### EXERCISE
Copy each item below line for line with no changes, and leave out the pictures.

### PROVIDED ENTRIES
* * * *

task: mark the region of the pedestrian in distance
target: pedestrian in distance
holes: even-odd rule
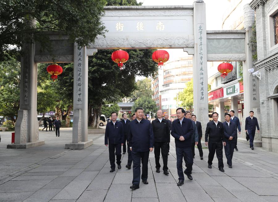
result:
[[[241,132],[241,128],[240,128],[240,123],[239,122],[239,120],[238,118],[234,116],[234,110],[230,111],[230,114],[231,115],[231,120],[233,122],[235,123],[237,125],[237,128],[238,129],[238,134],[240,134]],[[238,134],[237,133],[237,137],[235,138],[235,146],[234,149],[236,151],[238,151],[238,147],[237,145],[238,144]]]
[[[226,145],[224,147],[225,155],[227,158],[227,164],[230,168],[232,168],[232,159],[234,150],[236,145],[238,130],[236,124],[231,120],[231,116],[230,114],[225,114],[225,120],[223,122],[224,135]]]
[[[187,178],[190,180],[193,178],[191,174],[192,171],[193,158],[191,149],[192,137],[193,134],[193,124],[191,120],[184,117],[185,111],[179,107],[176,111],[178,118],[172,124],[171,134],[175,138],[176,154],[177,155],[177,170],[179,175],[178,186],[183,184],[184,176],[183,172],[183,158],[185,154],[187,164],[185,171]]]
[[[61,121],[59,120],[59,117],[56,117],[56,120],[54,121],[54,126],[56,128],[56,137],[58,136],[58,137],[60,137],[60,127],[62,126],[61,124]]]
[[[168,119],[169,117],[169,115],[168,113],[166,113],[164,115],[164,118],[168,122],[169,125],[169,131],[171,132],[171,127],[172,127],[172,121],[171,120]],[[169,139],[169,142],[167,143],[167,154],[169,155],[169,151],[170,151],[170,139]]]
[[[200,155],[200,158],[201,160],[204,159],[203,156],[203,149],[202,149],[202,144],[201,144],[201,139],[203,137],[203,131],[202,131],[202,125],[201,124],[201,122],[197,121],[196,120],[196,115],[192,114],[191,116],[191,120],[192,120],[195,124],[197,127],[197,132],[198,133],[198,144],[197,144],[197,147],[198,148],[198,150],[199,150],[199,155]],[[194,124],[193,124],[194,125]],[[195,145],[192,144],[192,147],[194,146],[194,149]],[[193,150],[192,150],[193,151]],[[194,151],[194,154],[195,154]]]
[[[217,112],[212,113],[213,121],[207,124],[205,134],[206,145],[208,145],[208,167],[211,168],[214,154],[218,159],[218,168],[221,172],[224,172],[223,164],[223,145],[226,145],[224,136],[223,124],[218,121],[218,115]]]
[[[128,140],[131,150],[133,161],[133,189],[139,188],[142,162],[141,179],[143,183],[149,183],[148,179],[148,163],[150,152],[154,149],[154,137],[150,122],[143,118],[144,110],[141,107],[135,110],[136,118],[128,124]]]
[[[160,172],[159,158],[160,150],[163,160],[163,173],[169,174],[167,163],[168,161],[168,143],[170,142],[170,131],[168,121],[162,117],[163,112],[161,109],[156,112],[157,118],[152,122],[152,126],[154,136],[154,153],[155,168],[157,173]]]
[[[44,129],[46,128],[46,129],[45,130],[46,131],[47,131],[47,119],[46,118],[45,118],[44,119],[44,128],[43,128],[42,131],[44,131]]]
[[[254,116],[254,112],[250,111],[249,112],[250,116],[246,117],[245,119],[245,132],[248,133],[249,136],[249,141],[250,141],[250,148],[251,149],[254,149],[253,142],[255,137],[255,133],[256,132],[256,127],[258,129],[258,132],[260,132],[260,128],[257,118]]]
[[[115,171],[115,155],[116,157],[118,169],[120,169],[121,147],[124,145],[124,127],[123,124],[117,121],[118,113],[113,112],[111,113],[112,121],[106,125],[104,136],[104,144],[108,146],[109,150],[109,160],[111,166],[110,172]],[[115,151],[116,150],[116,153]]]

* * * *

### WRITTEN RESPONSE
task: mark the region of the pedestrian in distance
target: pedestrian in distance
holes: even-odd rule
result:
[[[241,132],[241,128],[240,128],[240,123],[239,122],[239,120],[238,118],[234,116],[234,110],[230,111],[230,114],[231,115],[231,120],[233,122],[235,123],[237,125],[237,128],[238,129],[238,134],[240,134]],[[238,134],[237,133],[237,137],[235,138],[235,146],[234,149],[236,151],[238,151],[238,147],[237,145],[238,144]]]
[[[226,145],[224,147],[225,155],[227,158],[227,164],[230,168],[232,168],[232,159],[234,150],[236,145],[238,130],[236,124],[231,120],[231,116],[230,114],[225,114],[225,120],[223,122],[224,135]]]
[[[187,178],[190,180],[193,178],[191,174],[192,171],[193,158],[191,149],[192,137],[193,134],[193,124],[191,120],[184,117],[185,111],[179,107],[176,111],[178,118],[172,124],[171,134],[175,138],[176,154],[177,155],[177,170],[179,175],[178,186],[183,184],[184,176],[183,172],[183,158],[185,154],[187,164],[185,171]]]
[[[61,121],[59,120],[59,117],[56,117],[56,120],[54,121],[54,126],[56,128],[56,137],[58,136],[58,137],[60,137],[60,127],[62,126],[61,124]]]
[[[168,119],[169,117],[169,115],[168,113],[166,113],[164,115],[164,118],[168,122],[169,125],[169,131],[171,132],[171,127],[172,127],[172,121],[171,120]],[[169,139],[169,142],[167,143],[167,154],[169,155],[169,151],[170,151],[170,139]]]
[[[200,155],[200,158],[201,160],[204,159],[203,156],[203,149],[202,149],[202,144],[201,144],[201,139],[203,137],[203,131],[202,131],[202,125],[201,124],[201,122],[197,121],[196,120],[196,115],[192,114],[191,116],[191,120],[192,120],[195,124],[197,127],[197,132],[198,133],[198,144],[197,144],[197,147],[198,148],[198,150],[199,150],[199,155]],[[194,124],[193,124],[194,125]],[[195,145],[192,144],[192,147],[194,146],[194,149]],[[193,150],[192,150],[193,151]],[[194,151],[194,154],[195,154]]]
[[[217,112],[212,113],[213,121],[207,124],[205,134],[206,145],[208,145],[208,167],[211,168],[214,154],[218,159],[218,168],[221,172],[224,172],[223,164],[223,145],[226,145],[224,136],[223,124],[218,121],[218,115]]]
[[[128,140],[131,150],[133,161],[133,189],[139,188],[142,162],[141,179],[143,183],[149,183],[148,179],[148,163],[150,152],[154,149],[154,137],[150,122],[143,118],[144,110],[141,107],[135,110],[136,118],[128,124]]]
[[[160,172],[159,158],[160,150],[163,160],[163,173],[169,174],[167,163],[168,161],[168,143],[170,142],[170,131],[168,121],[162,117],[163,112],[161,109],[156,112],[157,118],[152,122],[152,126],[154,136],[154,153],[155,168],[157,173]]]
[[[44,129],[46,128],[46,129],[45,130],[46,131],[47,131],[47,119],[46,118],[45,118],[44,119],[44,128],[43,128],[42,131],[44,131]]]
[[[254,116],[254,112],[250,111],[249,112],[250,116],[246,117],[245,119],[245,132],[248,133],[249,136],[249,141],[250,141],[250,148],[251,149],[254,149],[253,142],[255,137],[255,133],[256,132],[256,127],[258,129],[258,132],[260,132],[260,128],[257,118]]]
[[[115,171],[115,155],[116,157],[118,169],[120,169],[121,147],[124,145],[124,127],[123,124],[117,121],[118,113],[113,112],[111,113],[112,121],[106,125],[104,136],[104,144],[108,146],[109,150],[109,160],[111,166],[110,172]],[[115,151],[116,150],[116,153]]]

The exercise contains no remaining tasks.